### GIVEN INSTRUCTION 1
Rewrite the blog post on the source material for Sam Raimi's World War 3 from "This was all" up to and including "course, The Next 100 Years.", substituting "many years" for "a very long time".
### GIVEN INSTRUCTION 2
Extend the blog post on the source material for Sam Raimi's World War 3, picking up after its final sentence.

Saturday, March 5, 2016

Sam Raimi's World War 3: Thoughts on the Source Material

I was surprised by the recent news that Sam Raimi will be directing a movie titled World War 3, based on George Friedman's book The Next 100 Years.

This was all the more so because I have followed Friedman's work for a very long time, even reviewing his last two books--The Next Decade, and of course, The Next 100 Years.

I have recently reposted my review of Friedman's book from back when I wrote it in 2009 (you can find it here). You can also check my revisitation of Friedman's predictions back in July (here).

Personally I have to admit to being underwhelmed by the work. Friedman's forecast is of obvious interest precisely because it is a detailed book-length forecast full of surprising predictions. However, as I noted in my reviews of his work, it also seemed to me to be based on some faulty assumptions.

By and large they are a grab-bag of biases common among strategic thinkers of a particular political persuasion.

(A block of data)
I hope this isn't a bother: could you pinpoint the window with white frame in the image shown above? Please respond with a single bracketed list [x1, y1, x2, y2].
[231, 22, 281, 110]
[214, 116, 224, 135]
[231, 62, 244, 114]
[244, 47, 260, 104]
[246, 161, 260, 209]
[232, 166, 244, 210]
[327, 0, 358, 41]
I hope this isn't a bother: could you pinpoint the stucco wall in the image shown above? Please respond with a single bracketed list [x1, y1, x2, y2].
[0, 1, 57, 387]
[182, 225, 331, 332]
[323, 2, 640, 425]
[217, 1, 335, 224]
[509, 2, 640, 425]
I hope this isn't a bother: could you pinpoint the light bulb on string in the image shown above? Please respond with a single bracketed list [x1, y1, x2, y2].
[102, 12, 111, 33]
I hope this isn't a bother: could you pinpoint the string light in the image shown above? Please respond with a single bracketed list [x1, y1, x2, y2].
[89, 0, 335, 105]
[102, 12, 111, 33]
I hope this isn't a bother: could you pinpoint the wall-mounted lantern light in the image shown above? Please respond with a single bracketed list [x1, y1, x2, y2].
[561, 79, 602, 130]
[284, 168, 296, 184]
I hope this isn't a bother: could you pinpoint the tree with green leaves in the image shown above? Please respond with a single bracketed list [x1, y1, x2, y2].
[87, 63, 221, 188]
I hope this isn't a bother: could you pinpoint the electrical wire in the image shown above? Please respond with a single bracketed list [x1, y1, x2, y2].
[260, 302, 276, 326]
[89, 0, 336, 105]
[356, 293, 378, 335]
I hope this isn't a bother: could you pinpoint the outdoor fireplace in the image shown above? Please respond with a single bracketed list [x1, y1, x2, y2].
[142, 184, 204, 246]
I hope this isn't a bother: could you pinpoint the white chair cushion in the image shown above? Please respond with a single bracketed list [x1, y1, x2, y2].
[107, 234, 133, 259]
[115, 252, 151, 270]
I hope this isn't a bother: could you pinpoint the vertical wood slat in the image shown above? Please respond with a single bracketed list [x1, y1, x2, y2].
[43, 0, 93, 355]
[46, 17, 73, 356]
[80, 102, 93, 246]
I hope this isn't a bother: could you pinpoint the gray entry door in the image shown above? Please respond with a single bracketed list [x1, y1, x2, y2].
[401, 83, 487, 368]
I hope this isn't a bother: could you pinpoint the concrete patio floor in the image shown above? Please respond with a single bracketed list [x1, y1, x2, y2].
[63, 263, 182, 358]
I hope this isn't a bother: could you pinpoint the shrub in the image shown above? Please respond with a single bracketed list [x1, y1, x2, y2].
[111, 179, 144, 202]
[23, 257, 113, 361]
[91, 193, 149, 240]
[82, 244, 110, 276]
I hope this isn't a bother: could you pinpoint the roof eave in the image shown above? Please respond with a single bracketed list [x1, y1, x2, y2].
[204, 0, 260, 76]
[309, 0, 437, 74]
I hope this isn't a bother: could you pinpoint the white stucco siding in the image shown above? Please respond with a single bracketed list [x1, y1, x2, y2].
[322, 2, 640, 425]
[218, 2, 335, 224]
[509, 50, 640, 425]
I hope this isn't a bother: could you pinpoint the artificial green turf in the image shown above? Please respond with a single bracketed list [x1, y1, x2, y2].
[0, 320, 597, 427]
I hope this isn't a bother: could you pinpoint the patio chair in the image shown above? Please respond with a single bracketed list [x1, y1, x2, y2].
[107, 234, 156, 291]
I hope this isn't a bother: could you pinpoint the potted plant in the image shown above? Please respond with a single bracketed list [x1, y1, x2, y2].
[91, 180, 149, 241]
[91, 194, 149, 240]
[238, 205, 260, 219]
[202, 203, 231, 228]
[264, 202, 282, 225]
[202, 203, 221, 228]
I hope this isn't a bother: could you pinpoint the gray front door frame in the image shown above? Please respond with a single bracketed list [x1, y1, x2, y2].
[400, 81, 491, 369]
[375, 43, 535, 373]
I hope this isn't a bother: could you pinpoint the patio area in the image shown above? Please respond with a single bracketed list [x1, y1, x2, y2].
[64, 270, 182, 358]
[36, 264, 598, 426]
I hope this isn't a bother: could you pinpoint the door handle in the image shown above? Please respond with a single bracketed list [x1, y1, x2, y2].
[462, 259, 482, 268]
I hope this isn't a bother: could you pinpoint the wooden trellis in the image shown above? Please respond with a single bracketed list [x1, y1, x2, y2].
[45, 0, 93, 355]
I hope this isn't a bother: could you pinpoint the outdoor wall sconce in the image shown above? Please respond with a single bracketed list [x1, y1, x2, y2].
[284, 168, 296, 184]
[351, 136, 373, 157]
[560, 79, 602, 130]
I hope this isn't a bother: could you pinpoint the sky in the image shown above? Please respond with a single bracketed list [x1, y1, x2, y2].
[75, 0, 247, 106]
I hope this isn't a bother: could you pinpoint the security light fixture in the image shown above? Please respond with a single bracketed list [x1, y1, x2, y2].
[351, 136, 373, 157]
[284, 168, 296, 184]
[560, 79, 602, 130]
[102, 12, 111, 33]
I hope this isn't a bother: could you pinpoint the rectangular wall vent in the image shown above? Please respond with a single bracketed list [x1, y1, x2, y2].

### FINAL ANSWER 1
This was all the more so because I have followed Friedman's work for many years, even reviewing his last two books--The Next Decade, and of course, The Next 100 Years.

### FINAL ANSWER 2
In Friedman's vision the world economy will go on chugging along much as it has with neoliberalism somehow not a barrier to the development of "emerging markets," Russia and China will simply fail, Europe is always decadent or hostile or both, and neither global warming nor energy scarcities will exist as a meaningful factor for decades to come.

Oh, and somehow large-scale great power can be counted on not to escalate to the nuclear level.

In some cases, he even seems to be trying to salvage bad predictions from earlier, such as that communicated by the title of his 1991 The Coming War With Japan.

Indeed, after writing my review I found myself writing my own vision of the next hundred years (also reposted here), while today some of his newer guesses already seem as badly dated as that one. (Already in The Next Decade he was backing away slightly from his optimism about fossil fuels.)

At a time when events are unfolding along a far less conventional path than Friedman imagines, and perhaps of more immediate concern international, great power war is seeming an ever more plausible and frightening possibility, the idea of making this very questionable conception of the future a movie seems to me . . . well, very questionable.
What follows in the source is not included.